══ Исходный отрывок ══

Резко возрастающие доходы экспортеров нефти обостряют проблемы производителей нефти. Взлет цен на сегодняшний уровень означает угрозу для всего нефтедобывающего комплекса: ему придется менять технологию добычи. Более того, усложнение и удорожание технологии добычи может вообще вызвать переход к другим видам топлива. В долгосрочном плане слишком высокие цены на нефть и энергоносители вызовут интерес к атомной энергетике, к возобновляемому топливу, или к общему снижению потребления нефтепродуктов.
То есть уже просматриваются тенденции, которые будут не в интересах производителей углеводородов. При высоких ценах и существенном увеличении бурения западными компаниями почему-то не происходит серьёзного увеличения добычи. А тут еще сокращается объем северной нефти, падает добыча в Европе и в ряде других стран. При этом часть огромных доходов от продажи углеводородного сырья никто не хочет инвестировать в развитие отрасли. В частности, оказалось, что нет ни запасных труб, если мы говорим о газе, ни запасных мощностей на нефтеперерабатывающих заводах.
Кроме финансовых и технологических аспектов на мировой рынок воздействуют политические риски отдельных стран-производителей. В принципе, интересно было бы обсудить, насколько политические риски будут поддерживать цены - как долго и на каком уровне. Потому что от этого, в конечном итоге, зависит и наше благосостояние. Россия оказалась в данном случае "безбилетником", потому что она получила высокую цену на нефть, не предпринимая к этому никаких особенных усилий. И, строго говоря, не проводя какой-то монополистической политики.
Когда нас обвиняют в монополизме, это неверно, потому что Россия не играла вместе с ОПЕК на рынке нефти. Более того, в 2001-2004 годах примерно 3 миллиона баррелей нефти почти поровну поступило на рынок с территории России и стран-членов ОПЕК. Можно представить, что было бы с мировым рынком в условиях иракской войны, если бы не появилась дополнительная нефть из России. Мы вели ценовую политику достаточно корректно и обвинений в монополизме просто не заслужили.
Политические риски на территории России в каком-то смысле вызваны тем, что она оказалась полем битвы между двумя формами компаний. И естественно, большие потребители очень нервничают, когда видят, что они не могут влиять на события на территориях, которые находятся вне их контроля. Большие потребители, конечно, хотели бы добывать нефть и газ на территории дружественных государств силами своих компаний или с их участием. Потому что контроль над добычей дает уверенность в том, что компания будет придерживаться правил поведения на мировых рынках, следовать разумным советам в области инфраструктуры.

═══
══ Представленные данные ══

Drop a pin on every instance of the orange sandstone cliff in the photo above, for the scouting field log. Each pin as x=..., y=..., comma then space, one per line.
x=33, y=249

═══

**Условие задачи**
Продолжите текст о ценах на нефть и политических рисках на мировом рынке, начиная сразу после его последнего предложения.

**Результат выполнения**
Мне кажется не случайным, что дискуссия идёт по России. А о чем дискутировать с людьми, которые сидят с автоматами на лодках в дельте какой-то реки в Нигерии? Как раз Россия, которая движется по смешанному пути, и должна быть объектом дискуссии. Тем более, что в течение всего переходного периода у нас причудливым образом сочетались лозунги свободы, движения к очень либеральному англо-саксонскому капитализму, с практикой, скорее, азиатского капитализма. Поэтому очень логично пытаться давить на Россию, чтобы она сдвинулась к более либеральному режиму - именно потому, что здесь газ и нефть добываются надежно.
Однако фактор надежности подвергается сомнению, когда речь идет о поставках. Тут на первый план выходят именно политические риски. Я считаю, что политически мы не очень удачно действовали в украинском газовом кризисе. Экономически это было совершенно осмысленное, рациональное мероприятие. Но проблема состояла в том, что потребители серьезно восприняли сигнал о теоретически возможных перерывах в поставках. Хорошо известно, что и в психологии, и в политике не так важна реальность того или иного явления, как важно его восприятие. Когда стабильность рынков, уровень цен и даже сама физическая доступность поставок начинают зависеть от политической конъюнктуры, то у потребителей возникают вопросы о надежности партнерских отношений.
Высокие цены на нефть не остановили развития мирового хозяйства. Итоги 2005 года по всем показателям выглядели вдохновляющими. Поэтому прогнозы на 2006 год тоже складывались вполне оптимистически.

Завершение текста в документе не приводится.